#### [Cosa fare]
Secondo l'articolo sulla mostra "Napoli Ottocento", in che anno fu fondato a Napoli il primo museo di mineralogia del mondo?

#### [Estratto della pagina]
☆ ☆ ☆ ☆
A Roma fino al 16 giugno
Napoli Ottocento. Un racconto, tra sublime e materia, alle Scuderie del Quirinale
Franz Ludwig Catel, Veduta di Napoli da una finestra, 1824, Olio su carta montata su tela Cleveland, The Cleveland Museum of Art, Mr. and Mrs William H. Marlatt Fund
Samantha De Martin
26/03/2024
Roma - Azzurri di mare, notti di luna prima dell’alba, diluvi rosso fuoco da un Vesuvio fiammeggiante. Strade sterrate, terrazze assolate, uno scugnizzo che ride, Napoli, splendente, vista da una finestra e, su tutto, un secolo, l’Ottocento, ancora da scoprire, che prende avvio dal fascino cosmopolita del Grand Tour per concludersi con lo scoppio della prima guerra mondiale.
“Napoli Ottocento. Dal sublime alla materia”, in corso fino al 16 giugno alle Scuderie del Quirinale, più che una semplice mostra è un omaggio straordinario a Napoli, un viaggio emozionante ed inatteso tra il mare e i campi di grano, il folklore e la luce del sud, tra eruzioni al chiaro di luna ed effetti d’aurora boreale, a tu per tu con la vegetazione lussureggiante della Campania dove lo splendore e il degrado si mescolano e si confondono in un costante abbaglio.
A partire dall’ingresso, sullo scalone dove le immagini del Vesuvio in eruzione accolgono il visitatore, il pubblico è investito da due sentimenti: il sublime che deriva dallo spettacolo della forza terribile della natura, e la brutalità materica del paesaggio lavico che si trasforma in bellezza. Città teatrale superstiziosamente soggetta al destino, capitale italiana dell’Illuminismo e nel XIX secolo metropoli scientifica, con il primo museo di mineralogia del mondo fondato nel 1801, Napoli fu palcoscenico del dibattito positivista delle scienze giuridiche e matematiche, ereditando la storia cosmopolita della Campania ma anche la tradizione realista della scuola barocca napoletana.
☆ ☆ ☆ ☆
#### [Voci elencate]
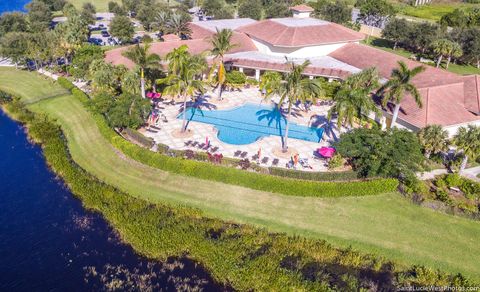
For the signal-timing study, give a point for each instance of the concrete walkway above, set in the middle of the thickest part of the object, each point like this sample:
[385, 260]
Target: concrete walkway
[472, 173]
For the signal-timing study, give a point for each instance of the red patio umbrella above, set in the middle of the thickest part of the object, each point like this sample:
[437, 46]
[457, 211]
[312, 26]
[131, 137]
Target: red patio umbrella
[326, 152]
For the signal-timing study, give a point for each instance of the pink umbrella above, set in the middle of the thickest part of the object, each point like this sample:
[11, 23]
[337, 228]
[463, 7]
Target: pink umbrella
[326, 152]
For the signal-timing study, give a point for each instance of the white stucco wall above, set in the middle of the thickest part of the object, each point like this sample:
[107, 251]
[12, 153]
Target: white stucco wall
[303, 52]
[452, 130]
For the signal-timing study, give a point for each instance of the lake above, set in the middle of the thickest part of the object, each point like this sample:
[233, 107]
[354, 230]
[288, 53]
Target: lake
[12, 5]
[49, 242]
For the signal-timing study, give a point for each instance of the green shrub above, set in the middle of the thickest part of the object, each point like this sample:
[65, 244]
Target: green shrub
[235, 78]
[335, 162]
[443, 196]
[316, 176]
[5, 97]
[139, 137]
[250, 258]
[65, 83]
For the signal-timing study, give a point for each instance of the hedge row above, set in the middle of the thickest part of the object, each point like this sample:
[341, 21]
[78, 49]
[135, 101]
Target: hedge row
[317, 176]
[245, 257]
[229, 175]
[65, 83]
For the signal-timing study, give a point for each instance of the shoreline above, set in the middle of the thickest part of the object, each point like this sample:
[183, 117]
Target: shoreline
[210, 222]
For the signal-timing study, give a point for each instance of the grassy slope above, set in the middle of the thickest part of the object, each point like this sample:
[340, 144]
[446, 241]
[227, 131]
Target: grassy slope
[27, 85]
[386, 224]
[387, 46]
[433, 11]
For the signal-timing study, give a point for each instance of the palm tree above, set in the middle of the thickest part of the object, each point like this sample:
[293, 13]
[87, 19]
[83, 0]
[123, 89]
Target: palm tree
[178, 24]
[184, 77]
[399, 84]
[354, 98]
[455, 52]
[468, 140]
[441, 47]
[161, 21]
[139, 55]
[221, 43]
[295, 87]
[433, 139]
☆ ☆ ☆ ☆
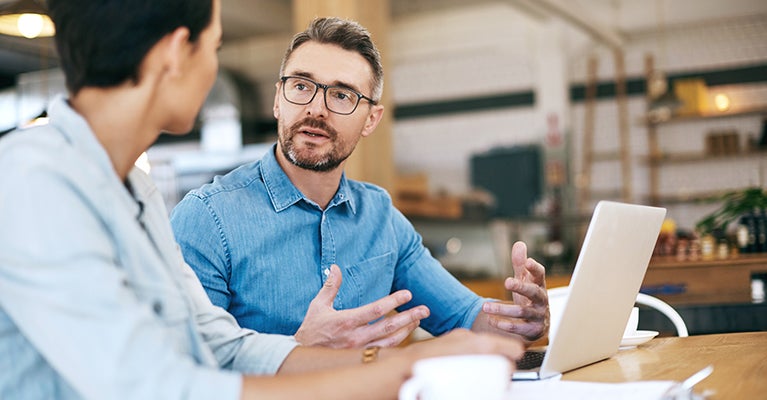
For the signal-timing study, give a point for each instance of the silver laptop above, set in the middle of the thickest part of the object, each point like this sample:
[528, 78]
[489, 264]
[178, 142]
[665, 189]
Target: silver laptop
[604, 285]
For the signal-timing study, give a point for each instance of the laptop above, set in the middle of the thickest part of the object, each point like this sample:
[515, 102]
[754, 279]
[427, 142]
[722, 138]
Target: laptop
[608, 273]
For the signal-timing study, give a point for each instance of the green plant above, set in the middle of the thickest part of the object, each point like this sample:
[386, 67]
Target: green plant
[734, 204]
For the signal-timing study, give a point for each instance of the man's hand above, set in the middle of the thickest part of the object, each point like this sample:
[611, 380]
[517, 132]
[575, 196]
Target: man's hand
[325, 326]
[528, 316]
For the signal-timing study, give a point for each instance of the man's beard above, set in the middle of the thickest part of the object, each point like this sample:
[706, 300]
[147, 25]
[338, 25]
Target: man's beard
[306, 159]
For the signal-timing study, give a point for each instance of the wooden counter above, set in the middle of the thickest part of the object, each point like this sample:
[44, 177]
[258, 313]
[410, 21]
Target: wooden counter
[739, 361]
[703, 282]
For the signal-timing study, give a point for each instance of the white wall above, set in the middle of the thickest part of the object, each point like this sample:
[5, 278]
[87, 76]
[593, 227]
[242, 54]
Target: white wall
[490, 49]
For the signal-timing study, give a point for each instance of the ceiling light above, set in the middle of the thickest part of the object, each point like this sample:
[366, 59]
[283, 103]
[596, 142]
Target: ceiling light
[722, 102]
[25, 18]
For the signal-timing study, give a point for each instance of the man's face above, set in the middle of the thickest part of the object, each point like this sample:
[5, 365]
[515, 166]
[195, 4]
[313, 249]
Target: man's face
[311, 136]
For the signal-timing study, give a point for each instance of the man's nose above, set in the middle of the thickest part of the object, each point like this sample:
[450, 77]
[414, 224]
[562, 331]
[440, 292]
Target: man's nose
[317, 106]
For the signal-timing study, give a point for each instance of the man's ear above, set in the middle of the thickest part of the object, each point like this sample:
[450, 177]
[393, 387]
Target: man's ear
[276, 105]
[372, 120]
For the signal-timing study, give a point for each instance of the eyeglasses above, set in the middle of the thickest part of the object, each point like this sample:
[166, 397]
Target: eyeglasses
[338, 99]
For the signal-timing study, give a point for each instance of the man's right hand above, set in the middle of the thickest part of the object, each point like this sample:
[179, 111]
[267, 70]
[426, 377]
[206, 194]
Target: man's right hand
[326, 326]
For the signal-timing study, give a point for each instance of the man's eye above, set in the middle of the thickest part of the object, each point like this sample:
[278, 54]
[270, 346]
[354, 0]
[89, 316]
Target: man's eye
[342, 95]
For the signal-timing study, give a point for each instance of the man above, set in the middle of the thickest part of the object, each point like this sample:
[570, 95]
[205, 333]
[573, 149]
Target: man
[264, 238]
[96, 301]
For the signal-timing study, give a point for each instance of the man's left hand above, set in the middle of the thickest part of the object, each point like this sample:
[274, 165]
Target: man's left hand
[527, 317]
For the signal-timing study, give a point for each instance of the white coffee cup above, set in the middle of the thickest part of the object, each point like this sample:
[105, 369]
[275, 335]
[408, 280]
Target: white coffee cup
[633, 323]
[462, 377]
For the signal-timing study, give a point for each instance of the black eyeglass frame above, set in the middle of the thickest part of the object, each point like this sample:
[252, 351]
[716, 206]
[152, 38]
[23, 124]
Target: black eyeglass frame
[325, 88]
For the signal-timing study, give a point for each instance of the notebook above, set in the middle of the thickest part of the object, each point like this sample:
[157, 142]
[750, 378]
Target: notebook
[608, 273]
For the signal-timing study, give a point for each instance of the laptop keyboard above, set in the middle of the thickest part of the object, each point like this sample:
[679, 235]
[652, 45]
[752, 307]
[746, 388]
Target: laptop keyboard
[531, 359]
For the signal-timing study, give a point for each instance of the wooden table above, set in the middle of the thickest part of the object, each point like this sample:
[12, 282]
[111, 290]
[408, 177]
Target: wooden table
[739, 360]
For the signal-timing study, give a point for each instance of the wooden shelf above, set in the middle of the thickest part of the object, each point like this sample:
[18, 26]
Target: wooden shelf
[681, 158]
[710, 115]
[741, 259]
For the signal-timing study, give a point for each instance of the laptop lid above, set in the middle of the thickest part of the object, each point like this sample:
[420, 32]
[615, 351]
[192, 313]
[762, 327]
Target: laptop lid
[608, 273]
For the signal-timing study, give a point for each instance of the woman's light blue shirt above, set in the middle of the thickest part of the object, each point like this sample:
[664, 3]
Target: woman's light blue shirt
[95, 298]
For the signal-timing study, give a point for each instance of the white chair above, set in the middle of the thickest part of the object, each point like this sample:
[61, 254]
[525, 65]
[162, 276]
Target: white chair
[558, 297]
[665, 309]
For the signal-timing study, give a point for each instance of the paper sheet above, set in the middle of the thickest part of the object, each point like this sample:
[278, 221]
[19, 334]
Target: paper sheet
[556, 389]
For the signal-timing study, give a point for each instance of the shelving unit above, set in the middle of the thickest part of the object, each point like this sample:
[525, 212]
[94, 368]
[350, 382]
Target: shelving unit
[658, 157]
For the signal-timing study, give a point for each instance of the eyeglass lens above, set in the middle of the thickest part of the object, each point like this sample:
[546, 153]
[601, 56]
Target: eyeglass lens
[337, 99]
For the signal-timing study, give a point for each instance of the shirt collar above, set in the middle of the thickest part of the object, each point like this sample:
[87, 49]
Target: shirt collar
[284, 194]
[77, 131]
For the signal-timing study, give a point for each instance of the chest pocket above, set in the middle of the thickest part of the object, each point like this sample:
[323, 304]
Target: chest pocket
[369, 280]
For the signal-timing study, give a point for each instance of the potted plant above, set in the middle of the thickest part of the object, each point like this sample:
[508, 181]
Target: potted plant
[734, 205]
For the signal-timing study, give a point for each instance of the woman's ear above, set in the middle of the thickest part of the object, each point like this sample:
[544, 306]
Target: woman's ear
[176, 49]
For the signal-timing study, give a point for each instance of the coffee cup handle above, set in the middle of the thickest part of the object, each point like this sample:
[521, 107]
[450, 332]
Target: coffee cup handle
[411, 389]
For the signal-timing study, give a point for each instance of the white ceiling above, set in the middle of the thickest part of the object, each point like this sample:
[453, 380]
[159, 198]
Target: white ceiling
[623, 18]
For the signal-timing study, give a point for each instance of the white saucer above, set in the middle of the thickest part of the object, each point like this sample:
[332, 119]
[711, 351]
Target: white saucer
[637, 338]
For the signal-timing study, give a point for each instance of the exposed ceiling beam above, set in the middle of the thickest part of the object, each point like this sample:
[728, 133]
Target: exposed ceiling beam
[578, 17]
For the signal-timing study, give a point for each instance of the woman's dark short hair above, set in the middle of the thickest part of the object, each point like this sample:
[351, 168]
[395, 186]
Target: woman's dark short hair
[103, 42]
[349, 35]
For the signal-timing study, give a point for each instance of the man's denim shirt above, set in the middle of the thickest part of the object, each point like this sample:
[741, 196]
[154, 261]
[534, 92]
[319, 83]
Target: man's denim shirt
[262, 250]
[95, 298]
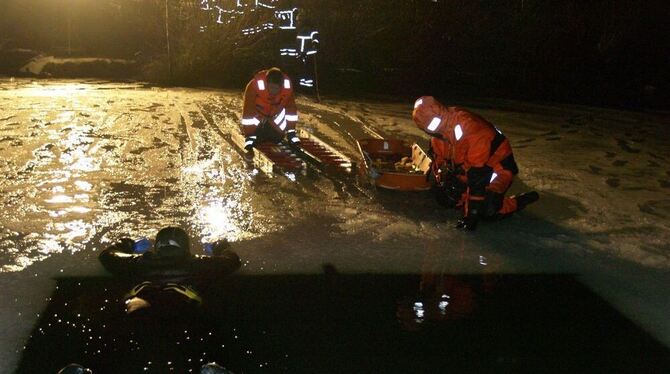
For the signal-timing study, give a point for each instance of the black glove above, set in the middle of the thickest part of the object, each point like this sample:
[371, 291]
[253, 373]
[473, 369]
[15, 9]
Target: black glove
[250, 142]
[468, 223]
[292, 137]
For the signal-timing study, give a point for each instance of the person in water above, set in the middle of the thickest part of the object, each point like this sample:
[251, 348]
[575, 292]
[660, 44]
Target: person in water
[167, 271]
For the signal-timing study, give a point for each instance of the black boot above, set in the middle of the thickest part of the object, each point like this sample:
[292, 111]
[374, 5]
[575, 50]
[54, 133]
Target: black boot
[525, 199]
☆ ☆ ☆ ☆
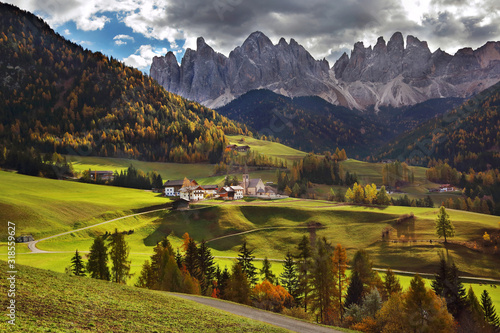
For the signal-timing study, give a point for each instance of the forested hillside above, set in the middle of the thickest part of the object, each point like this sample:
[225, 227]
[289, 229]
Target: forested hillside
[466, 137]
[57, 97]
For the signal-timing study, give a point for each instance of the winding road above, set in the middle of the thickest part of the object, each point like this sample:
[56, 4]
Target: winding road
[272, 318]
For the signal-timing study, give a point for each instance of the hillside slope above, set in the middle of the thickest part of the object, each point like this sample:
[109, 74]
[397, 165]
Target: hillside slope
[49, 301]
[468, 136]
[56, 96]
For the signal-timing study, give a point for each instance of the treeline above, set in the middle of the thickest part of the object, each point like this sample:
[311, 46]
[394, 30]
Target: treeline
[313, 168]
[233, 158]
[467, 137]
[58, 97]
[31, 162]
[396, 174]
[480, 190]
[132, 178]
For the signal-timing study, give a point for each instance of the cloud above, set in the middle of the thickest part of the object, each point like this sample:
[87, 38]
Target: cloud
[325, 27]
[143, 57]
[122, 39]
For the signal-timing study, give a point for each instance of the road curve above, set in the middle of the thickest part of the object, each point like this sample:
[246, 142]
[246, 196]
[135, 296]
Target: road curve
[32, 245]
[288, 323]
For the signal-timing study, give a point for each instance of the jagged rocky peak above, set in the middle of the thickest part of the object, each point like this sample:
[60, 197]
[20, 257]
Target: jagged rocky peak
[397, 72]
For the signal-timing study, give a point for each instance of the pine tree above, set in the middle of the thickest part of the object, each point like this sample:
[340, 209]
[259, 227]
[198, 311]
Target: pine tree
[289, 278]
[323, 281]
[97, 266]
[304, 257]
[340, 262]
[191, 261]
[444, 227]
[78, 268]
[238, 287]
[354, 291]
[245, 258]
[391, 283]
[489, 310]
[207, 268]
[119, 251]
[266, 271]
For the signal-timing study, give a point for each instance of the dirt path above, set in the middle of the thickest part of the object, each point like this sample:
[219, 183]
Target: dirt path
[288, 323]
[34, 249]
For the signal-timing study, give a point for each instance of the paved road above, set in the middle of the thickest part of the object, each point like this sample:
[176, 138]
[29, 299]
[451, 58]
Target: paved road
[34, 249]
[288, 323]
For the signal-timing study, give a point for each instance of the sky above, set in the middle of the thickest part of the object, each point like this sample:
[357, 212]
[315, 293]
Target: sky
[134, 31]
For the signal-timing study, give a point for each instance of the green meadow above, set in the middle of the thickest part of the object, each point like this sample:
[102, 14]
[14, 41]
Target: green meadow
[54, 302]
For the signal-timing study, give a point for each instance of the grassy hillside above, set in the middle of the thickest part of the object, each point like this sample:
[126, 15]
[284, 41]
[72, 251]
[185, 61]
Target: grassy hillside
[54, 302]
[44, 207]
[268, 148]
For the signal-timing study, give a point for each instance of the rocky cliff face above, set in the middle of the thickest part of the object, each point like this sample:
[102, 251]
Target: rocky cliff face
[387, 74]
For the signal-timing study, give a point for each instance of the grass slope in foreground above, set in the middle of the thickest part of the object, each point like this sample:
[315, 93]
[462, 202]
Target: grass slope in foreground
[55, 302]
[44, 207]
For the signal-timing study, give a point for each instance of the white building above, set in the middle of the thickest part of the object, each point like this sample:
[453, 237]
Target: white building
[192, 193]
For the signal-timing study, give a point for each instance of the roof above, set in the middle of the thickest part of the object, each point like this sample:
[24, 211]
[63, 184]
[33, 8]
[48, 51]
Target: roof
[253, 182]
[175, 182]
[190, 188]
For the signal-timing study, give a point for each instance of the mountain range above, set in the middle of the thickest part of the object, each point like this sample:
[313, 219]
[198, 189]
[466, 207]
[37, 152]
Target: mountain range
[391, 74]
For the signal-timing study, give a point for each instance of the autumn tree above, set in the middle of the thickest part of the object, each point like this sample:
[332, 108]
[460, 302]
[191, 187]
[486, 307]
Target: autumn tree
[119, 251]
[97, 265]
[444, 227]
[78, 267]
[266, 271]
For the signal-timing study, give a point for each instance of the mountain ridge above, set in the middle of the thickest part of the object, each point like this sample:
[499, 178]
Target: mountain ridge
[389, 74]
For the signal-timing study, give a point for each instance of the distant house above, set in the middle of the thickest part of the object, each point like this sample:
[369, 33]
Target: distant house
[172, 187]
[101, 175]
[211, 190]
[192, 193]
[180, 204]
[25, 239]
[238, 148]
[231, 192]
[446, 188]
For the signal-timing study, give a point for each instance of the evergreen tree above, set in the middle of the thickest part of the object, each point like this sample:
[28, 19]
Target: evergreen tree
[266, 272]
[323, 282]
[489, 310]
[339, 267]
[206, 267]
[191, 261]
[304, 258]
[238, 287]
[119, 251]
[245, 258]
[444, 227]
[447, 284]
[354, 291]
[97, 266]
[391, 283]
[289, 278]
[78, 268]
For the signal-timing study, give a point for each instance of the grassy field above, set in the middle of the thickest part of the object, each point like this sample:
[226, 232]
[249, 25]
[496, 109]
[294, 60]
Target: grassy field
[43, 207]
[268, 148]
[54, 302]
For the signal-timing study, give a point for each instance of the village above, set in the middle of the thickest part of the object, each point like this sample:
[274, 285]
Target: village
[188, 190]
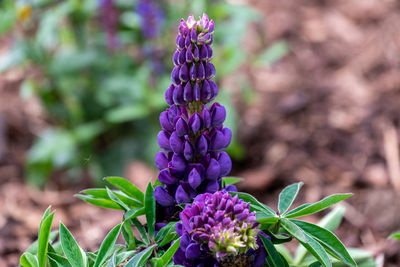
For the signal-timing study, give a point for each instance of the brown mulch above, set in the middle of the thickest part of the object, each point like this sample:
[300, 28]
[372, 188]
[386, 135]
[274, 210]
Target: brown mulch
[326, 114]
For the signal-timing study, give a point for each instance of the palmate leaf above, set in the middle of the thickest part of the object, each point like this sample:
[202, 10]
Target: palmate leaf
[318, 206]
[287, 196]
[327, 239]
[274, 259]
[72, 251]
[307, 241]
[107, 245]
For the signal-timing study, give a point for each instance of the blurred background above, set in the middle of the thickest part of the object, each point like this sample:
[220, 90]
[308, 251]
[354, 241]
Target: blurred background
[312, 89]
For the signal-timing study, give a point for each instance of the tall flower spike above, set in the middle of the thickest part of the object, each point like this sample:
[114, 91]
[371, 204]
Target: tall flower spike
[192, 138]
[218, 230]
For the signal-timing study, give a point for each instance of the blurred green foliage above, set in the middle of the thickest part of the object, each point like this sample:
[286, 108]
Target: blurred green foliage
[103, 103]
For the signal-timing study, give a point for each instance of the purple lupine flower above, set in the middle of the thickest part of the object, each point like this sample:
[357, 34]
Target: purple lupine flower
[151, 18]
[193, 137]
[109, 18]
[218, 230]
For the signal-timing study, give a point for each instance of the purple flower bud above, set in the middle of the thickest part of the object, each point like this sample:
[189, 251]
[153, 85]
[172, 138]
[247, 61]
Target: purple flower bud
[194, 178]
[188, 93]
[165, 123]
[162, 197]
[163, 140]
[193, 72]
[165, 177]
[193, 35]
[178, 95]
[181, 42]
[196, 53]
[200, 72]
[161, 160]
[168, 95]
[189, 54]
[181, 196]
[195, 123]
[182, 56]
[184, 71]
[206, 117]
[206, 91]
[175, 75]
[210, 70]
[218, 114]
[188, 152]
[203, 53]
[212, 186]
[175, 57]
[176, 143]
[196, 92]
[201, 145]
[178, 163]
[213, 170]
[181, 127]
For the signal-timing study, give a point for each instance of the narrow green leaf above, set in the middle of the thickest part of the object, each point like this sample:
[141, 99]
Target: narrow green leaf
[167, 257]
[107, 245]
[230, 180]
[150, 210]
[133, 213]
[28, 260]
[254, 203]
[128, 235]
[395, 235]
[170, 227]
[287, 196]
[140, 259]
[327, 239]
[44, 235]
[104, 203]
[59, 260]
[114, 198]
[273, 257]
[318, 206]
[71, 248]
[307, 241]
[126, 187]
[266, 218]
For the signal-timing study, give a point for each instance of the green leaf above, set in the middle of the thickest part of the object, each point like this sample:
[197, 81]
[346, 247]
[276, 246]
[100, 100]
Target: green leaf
☆ ☆ ☆ ☆
#### [Risposta al compito]
Nel 1801.